══ Verilen metin ══
Alman medya devi Springer Grubu\'na ait Bild Gazetesi ile girdiği savaşı kaybedip görevden ayrılmak zorunda kalmasaydı, Cumhurbaşkanı Wulff perşembe günü ülkesi için olduğu kadar bizim ve Almanya\'da yaşayan soydaşlarımız için kritik bir toplantıya katılacaktı.

Bu toplantıda Wulff\'un, sağcı terör örgütü Nasyonal Sosyalist Yeraltı\'nın (NSU) 8\'i Türk toplam 9 kişiyi öldürmesi skandalıyla ilgili bir konuşma yapması ve kritik mesajlar vermesi bekleniyordu.

Cumhurbaşkanını görevi bırakmaya mecbur eden süreci bir önceki yazıda detaylı ele almış; çok daha büyük skandallara imza atmalarına rağmen bizde hiçbir şey olmamış gibi davranan yetkili ve siyasilere bu hadisenin ders olması gerektiğini ifade etmiştik. Wulff\'un suçlu olup olmadığına soruşturmalar sonucu Alman yargısı ve kamuoyu karar verecek olsa da bu durum ahlaki duyarlılığın önemini azaltmıyor.

Ancak genel olarak Almanya\'da yaşayan Müslümanların ve özelde de Türklerin, Cumhurbaşkanı Wulff\'un ayrılmasından üzüldüğünü görmek dikkat çekici. Aşağı Saksonya eyaleti başbakanı iken Türk kökenli bir ismi ilk kez bakan yapmasının bunda payı olduğu kadar Türkiye ile geliştirdiği sıcak diyaloğun ve Almanya\'daki Müslümanları kucaklayan tutumunun da bunda etkili olduğu açık. 3 Ekim 2010 tarihinde Almanya\'nın Birleşme Bayramı\'nda söylediği \"İslam Almanya\'ya aittir\" sözü hâlâ hafızalarda. Başta Springer Grubu olmak üzere Alman medyasının aleyhine yürüttüğü sert kampanya ile dile getirdiği bu sözler arasında bağ kuranlar olduğu gibi, Alman istihbaratının da rol oynadığı Türklere yönelik terör olaylarına Wulff\'un gösterdiği ilgiye dikkat çekenler de var.
═══
▶ _Görev tanımı_:
Wulff'un görevden ayrılmasını ele alan yazıya göre şu soruları cevaplayın:
(a) NSU toplam kaç kişiyi öldürmüştü ve bunların kaçı Türk'tü?
(b) Wulff "İslam Almanya'ya aittir" sözünü hangi tarihte ve hangi gün vesilesiyle söyledi?
(c) Wulff, savaşı kaybettiği gazete hangi gruba aitti?
Liste bu çalışmada hiçbir rol oynamıyor.
══ Sağlanan malzeme ══
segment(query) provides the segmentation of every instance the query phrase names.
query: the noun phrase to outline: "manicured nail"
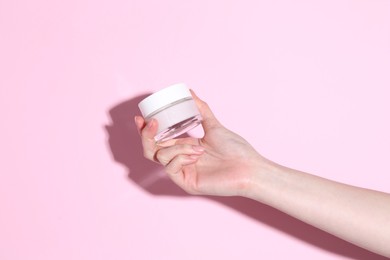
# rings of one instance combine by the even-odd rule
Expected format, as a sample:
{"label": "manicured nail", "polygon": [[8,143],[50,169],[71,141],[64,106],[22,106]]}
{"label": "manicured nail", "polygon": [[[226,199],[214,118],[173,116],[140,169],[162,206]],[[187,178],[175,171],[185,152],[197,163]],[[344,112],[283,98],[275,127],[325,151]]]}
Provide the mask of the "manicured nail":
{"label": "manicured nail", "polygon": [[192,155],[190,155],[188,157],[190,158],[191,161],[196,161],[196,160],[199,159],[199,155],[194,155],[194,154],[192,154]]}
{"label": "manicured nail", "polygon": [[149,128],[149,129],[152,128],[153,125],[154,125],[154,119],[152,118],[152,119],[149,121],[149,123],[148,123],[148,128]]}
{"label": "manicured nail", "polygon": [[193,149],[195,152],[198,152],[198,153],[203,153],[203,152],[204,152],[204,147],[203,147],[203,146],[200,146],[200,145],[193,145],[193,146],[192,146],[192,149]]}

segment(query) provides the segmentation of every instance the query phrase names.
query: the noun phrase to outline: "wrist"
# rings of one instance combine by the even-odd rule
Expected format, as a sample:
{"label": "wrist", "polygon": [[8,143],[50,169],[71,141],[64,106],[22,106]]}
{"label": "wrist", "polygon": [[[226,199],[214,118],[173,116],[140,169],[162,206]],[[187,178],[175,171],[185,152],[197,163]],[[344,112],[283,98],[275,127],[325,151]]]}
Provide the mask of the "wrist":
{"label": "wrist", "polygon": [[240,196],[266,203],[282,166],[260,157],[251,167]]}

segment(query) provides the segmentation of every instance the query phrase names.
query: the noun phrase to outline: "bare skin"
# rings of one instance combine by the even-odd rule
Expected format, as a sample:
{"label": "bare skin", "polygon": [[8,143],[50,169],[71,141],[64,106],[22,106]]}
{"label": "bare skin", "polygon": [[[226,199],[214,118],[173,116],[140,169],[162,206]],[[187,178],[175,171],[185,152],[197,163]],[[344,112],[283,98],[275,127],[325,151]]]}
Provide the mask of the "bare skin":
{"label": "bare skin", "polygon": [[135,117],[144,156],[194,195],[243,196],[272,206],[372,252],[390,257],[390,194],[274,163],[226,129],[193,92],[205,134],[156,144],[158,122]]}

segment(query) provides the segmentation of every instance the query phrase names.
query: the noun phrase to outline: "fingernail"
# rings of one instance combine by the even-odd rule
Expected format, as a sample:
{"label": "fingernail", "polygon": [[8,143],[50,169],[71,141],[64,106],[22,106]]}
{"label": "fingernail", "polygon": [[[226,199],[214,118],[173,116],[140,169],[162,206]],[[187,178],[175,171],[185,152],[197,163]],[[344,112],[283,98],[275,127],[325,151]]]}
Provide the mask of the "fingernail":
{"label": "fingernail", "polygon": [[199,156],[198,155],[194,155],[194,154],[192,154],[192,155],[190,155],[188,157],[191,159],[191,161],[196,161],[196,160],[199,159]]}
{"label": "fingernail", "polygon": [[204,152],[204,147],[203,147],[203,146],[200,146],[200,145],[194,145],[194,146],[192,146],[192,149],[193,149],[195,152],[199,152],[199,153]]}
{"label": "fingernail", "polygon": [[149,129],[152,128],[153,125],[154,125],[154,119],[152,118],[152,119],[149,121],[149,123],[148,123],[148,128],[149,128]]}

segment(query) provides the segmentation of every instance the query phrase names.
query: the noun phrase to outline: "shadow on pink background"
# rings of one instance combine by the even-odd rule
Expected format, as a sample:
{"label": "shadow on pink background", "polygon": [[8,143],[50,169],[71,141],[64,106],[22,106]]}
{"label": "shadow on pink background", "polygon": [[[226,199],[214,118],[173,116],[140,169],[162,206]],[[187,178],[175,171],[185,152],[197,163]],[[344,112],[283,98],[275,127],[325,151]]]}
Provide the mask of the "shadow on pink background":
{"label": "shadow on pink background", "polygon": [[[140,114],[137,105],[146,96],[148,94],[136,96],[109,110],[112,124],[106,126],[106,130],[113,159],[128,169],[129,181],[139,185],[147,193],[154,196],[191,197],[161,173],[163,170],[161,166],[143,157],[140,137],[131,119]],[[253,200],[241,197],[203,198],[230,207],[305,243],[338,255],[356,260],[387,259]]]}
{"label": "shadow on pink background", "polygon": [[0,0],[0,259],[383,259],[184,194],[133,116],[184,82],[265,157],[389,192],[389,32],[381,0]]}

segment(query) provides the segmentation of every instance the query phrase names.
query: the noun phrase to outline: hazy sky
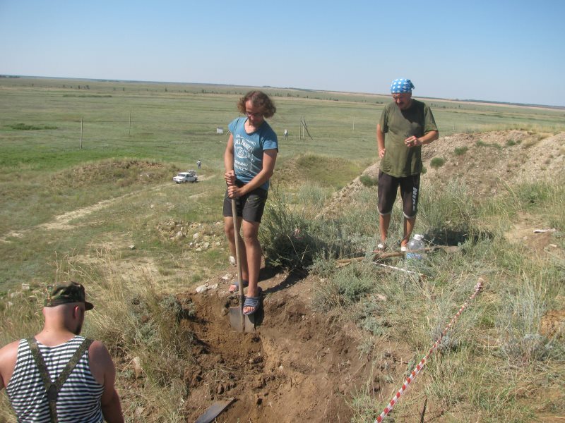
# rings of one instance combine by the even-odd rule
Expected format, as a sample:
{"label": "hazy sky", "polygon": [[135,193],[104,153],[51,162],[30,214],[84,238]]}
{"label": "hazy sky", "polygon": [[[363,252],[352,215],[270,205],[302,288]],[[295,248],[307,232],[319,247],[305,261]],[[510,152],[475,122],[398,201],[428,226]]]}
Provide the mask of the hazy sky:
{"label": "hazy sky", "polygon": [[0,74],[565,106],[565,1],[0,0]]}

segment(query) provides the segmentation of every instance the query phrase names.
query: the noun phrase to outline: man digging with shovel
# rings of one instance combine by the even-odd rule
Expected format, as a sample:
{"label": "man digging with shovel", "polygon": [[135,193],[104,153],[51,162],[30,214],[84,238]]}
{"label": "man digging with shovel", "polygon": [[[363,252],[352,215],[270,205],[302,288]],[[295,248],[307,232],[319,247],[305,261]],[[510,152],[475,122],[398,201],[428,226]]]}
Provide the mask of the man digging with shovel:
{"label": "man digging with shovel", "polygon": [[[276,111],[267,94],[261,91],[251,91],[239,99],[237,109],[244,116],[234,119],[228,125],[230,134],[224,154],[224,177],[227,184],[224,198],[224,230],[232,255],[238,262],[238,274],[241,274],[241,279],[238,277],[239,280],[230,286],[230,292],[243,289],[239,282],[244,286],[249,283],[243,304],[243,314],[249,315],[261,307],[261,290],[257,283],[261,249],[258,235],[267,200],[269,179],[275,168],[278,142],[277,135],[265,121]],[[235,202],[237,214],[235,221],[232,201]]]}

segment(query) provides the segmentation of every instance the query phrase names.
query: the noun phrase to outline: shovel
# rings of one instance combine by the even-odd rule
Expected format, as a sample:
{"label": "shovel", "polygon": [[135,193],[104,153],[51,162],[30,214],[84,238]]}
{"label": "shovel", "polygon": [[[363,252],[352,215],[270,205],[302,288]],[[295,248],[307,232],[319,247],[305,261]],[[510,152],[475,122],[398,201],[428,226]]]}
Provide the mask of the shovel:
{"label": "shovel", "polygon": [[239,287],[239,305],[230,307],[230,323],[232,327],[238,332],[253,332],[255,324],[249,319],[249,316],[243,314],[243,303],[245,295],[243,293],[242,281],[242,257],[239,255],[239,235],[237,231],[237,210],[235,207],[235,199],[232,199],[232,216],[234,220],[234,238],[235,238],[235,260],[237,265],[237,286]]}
═══
▶ _Yazılı cevap_:
(a) Toplam 9 kişiyi öldürmüştü, bunların 8'i Türk'tü.
(b) 3 Ekim 2010'da, Almanya'nın Birleşme Bayramı'nda söyledi.
(c) Bild Gazetesi, Alman medya devi Springer Grubu'na aitti.